* Zadania do wykonania
- 1) Jak brzmi po angielsku zdanie „Przez kilka miesięcy sąd szukał odpowiednich biegłych.” z tekstu o procesie w sprawie chusty chirurgicznej?
- 2) Podejmij tekst o procesie w sprawie chusty chirurgicznej w miejscu, w którym się kończy, i napisz jego dalszy ciąg.

* Wybrany fragment

►

Biegli z Bydgoszczy sporządzą niezbędną dodatkową opinię
Specjaliści z bydgoskiego Collegium Medicum Uniwersytetu Adama Mickiewicza w Toruniu będą biegłymi, którzy sporządzą niezbędną dodatkową opinię w procesie za pozostawienie w brzuchu pacjenta chusty chirurgicznej - poinformował Sąd Rejonowy w Ostrołęce (Mazowieckie).
13.12.2004 13:35
Toczy się przed nim postępowanie wobec trzech lekarzy i pielęgniarki z Zambrowa (Podlaskie), oskarżonych o pozostawienie chusty w ciele pacjenta po zabiegu operacyjnym. Nie przyznają się do stawianych im zarzutów.
Już w czerwcu ostrołęcki sąd postanowił, że powoła nowych biegłych do ustalenia okoliczności zdarzenia, bo uważa, że dotychczasowa opinia, na której opiera się akt oskarżenia Prokuratury Okręgowej w Łomży, jest niewystarczająca.
Przez kilka miesięcy sąd szukał odpowiednich biegłych. Znalazł ich w Collegium Medicum w Bydgoszczy. Nie wiadomo na razie, ile czasu zajmie im sporządzenie opinii.
Łomżyńska prokuratura postawiła trzem lekarzom zarzuty nieumyślnego spowodowania ciężkiego uszkodzenia ciała pacjenta. Pielęgniarce, która asystowała przy zabiegu i nie dopatrzyła się braku chusty, prokuratura zarzuciła nieumyślne narażenie pacjenta na ciężki uszczerbek na zdrowiu.

◄

* Dostarczony materiał
►

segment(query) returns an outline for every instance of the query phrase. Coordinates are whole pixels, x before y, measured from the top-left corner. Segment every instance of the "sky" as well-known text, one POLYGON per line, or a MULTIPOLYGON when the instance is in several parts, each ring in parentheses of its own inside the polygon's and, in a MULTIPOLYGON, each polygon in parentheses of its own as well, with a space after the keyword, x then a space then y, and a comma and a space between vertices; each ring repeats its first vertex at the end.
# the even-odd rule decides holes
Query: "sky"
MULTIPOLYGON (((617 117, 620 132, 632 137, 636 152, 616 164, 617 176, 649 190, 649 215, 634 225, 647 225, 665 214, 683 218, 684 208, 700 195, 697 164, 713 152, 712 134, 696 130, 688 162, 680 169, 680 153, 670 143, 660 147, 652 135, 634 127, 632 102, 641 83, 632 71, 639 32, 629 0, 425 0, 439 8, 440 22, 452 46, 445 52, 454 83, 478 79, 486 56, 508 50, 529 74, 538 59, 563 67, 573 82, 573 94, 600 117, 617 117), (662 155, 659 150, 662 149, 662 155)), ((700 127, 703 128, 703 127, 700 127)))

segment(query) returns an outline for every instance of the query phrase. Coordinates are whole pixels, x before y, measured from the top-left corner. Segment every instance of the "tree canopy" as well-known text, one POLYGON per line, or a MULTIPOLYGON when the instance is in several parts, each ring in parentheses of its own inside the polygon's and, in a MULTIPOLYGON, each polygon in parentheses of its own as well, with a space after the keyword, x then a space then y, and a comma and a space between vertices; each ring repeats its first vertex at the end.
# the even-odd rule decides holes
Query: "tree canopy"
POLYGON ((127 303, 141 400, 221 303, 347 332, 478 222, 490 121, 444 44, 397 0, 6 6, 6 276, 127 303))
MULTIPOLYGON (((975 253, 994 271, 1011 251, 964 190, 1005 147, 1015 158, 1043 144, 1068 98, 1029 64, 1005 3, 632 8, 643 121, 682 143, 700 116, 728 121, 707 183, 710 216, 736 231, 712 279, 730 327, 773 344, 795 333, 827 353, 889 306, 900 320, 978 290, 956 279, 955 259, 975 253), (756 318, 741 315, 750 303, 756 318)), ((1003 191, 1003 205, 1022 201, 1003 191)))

◄

* Odpowiedzi do zadań
- 1) For several months, the court searched for suitable expert witnesses.

- 2)
Chustę odkryto pod koniec stycznia ubiegłego roku, podczas operacji przeprowadzonej w szpitalu w Łomży, kiedy mężczyzna uskarżał się na bóle brzucha. Była ona wrośnięta w jelita, co świadczyło o tym, że w ciele 75-letniego pacjenta znajdowała się od kilku lat. Gdy po kilkunastu dniach od zabiegu mężczyzna zmarł, rodzina zawiadomiła prokuraturę.
Postępowanie wszczęto bardzo szybko, ale prokuratura długo czekała na opinię biegłych próbując ustalić, w jakim szpitalu przeprowadzano operację, po której nie usunięto chusty. Mężczyzna przechodził bowiem w życiu kilka operacji w różnych szpitalach w Polsce.
Opinia biegłych wskazała, że chusta została pozostawiona po zabiegu przeprowadzonym w 1997 roku w szpitalu w Zambrowie. Nie udało się jednak ostatecznie ustalić, czy to ona spowodowała śmierć pacjenta.